Resume en dos oraciones el texto sobre los museos de Londres.

** TEXTO DEL DOCUMENTO **
________________________________________
Los museos son para los londinenses casi más lugares de esparcimiento y reunión que centros para despertar las musas (que de “Musa” viene “Museo”). Asumiendo esto se comprende que una de las cafeterías con las vistas más espectaculares de la ciudad se encuentre en el National Portrait Gallery de la Orange street. Una pinacoteca, por lo demás, prescindible y en la que movidos por un cierto fervor patrio que recuerda a Los Inválidos de París o al Walhalla alemán los británicos han querido conservar a las figuras más legendarias de su historia. Vale todo. Desde Shakespeare hasta Margaret Thatcher pasando por Bobby Charlton.

A su lado se halla la mucho más prestigiosa e imprescindible National Gallery. Su relativamente fácil visita -dentro de lo intrínsecamente complejos que son todos los museos-, la calidad de las obras expuestas y su gratuidad le convierten en un reclamo turístico de primer orden. Si a eso unimos que se encuentra en Trafalgar Square el producto es la masificación que a veces rompe su encanto. Sobresalen “El Retrato de la Familia Arnolfini”, de van Eyck, “La Venus del Espejo”, de Velázquez y -sobre todo- la calavera deformada de “Los Embajadores” de Holbein (acaso un incipiente surrealismo forjado en el sic transit gloria mundae).

Por cierto, para ver la fastuosa exposición de Leonardo -coincidió con mi visita- es necesario ser el propio Leonardo o, tal vez, la Mona Lisa. Ni haciendo cola desde las siete de la mañana (el museo abre a las diez) le garantizan a uno el acceso.

Atavismos variados en el Britsh

Si la National Gallery se convierte en un hormiguero durante las horas punta, el British Museum es un enjambre. Los visitantes, más callados ante un cuadro que frente a una estatua o un papiro, cuchichean, fotografían, chismorrean sobre los fiambres embutidos en la sala de las momias y pasean chocándose unos contra otros.

No es un museo cómodo el British por mucho que su patio principal sea una auténtica maravilla por su luz y por el espacio. Todavía sigue ahí aunque es complicado verla entre cabezas y cámaras la piedra Rosetta. También los descomunales leones alados asirios y los mármoles de Lord Elgin. Son los mármoles que este diplomático afanó a comienzos del siglo XIX a los griegos del Partenón con mucha delicadeza pidiéndole permiso a sus enemigos mortales los turcos, que les tenían conquistados. Cuando uno entra en la sala correspondiente a estos frisos y metopas le entregan un papelito para justificar el expolio. Flema. Mucha flema.

La pieza que más me gustó del British fue el Rollo de Ciro, donde se cuentan las hazañas de un grandísimo estadista que se pierde en la oscuridad de la historia antigua en un trozo de piedra con forma de mazorca de maíz. Tan pequeño, tan grande.
________________________________________
** REGISTROS DEL CONJUNTO **
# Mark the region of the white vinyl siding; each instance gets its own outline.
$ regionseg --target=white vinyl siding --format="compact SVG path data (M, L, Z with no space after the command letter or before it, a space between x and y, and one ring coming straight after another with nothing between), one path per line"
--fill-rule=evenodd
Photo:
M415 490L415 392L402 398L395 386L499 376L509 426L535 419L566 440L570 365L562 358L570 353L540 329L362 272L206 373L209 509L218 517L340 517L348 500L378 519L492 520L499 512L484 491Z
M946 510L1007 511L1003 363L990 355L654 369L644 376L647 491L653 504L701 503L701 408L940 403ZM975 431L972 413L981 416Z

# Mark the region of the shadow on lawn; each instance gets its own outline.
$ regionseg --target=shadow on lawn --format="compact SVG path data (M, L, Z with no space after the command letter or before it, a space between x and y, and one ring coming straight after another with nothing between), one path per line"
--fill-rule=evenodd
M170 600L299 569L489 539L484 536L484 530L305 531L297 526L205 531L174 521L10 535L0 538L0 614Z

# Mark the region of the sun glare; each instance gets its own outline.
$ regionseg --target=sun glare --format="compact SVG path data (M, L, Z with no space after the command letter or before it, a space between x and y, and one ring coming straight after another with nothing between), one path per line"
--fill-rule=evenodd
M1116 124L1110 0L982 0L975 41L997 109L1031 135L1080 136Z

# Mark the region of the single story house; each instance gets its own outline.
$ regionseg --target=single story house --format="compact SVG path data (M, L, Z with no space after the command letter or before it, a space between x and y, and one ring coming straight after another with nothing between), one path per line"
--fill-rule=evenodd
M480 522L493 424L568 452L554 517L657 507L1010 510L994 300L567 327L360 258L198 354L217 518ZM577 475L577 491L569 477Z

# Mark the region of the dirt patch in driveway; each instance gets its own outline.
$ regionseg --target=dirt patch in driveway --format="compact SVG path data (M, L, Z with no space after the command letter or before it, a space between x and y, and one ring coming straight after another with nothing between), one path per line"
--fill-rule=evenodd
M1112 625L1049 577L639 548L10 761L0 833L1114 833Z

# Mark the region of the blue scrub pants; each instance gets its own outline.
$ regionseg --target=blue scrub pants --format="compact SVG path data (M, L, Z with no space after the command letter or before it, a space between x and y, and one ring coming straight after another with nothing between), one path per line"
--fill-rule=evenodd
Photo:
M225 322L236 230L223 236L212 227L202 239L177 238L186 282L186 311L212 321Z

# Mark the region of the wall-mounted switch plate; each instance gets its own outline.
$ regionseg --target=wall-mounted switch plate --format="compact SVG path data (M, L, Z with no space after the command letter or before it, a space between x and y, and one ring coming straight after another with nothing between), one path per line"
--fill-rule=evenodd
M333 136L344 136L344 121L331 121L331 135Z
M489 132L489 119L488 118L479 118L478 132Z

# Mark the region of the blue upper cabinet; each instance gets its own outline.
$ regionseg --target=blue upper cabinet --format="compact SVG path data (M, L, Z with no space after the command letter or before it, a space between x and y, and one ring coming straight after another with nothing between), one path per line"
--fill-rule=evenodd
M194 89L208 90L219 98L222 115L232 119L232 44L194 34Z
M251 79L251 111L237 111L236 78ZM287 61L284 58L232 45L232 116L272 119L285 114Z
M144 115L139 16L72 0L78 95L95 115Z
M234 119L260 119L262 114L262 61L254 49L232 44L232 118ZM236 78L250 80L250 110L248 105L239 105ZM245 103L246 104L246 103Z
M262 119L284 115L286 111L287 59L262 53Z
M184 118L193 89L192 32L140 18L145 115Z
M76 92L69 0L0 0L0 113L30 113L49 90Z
________________________________________
** RESPUESTA **
La National Portrait Gallery, una pinacoteca prescindible, reúne a las figuras más legendarias de la historia británica, mientras que la vecina National Gallery, gratuita y con obras de van Eyck, Velázquez y Holbein, sufre a veces una masificación que rompe su encanto por encontrarse en Trafalgar Square. El British Museum, abarrotado e incómodo, conserva la piedra Rosetta, los leones alados asirios y los mármoles que Lord Elgin se llevó del Partenón, aunque la pieza que más gustó a quien escribe fue el Rollo de Ciro.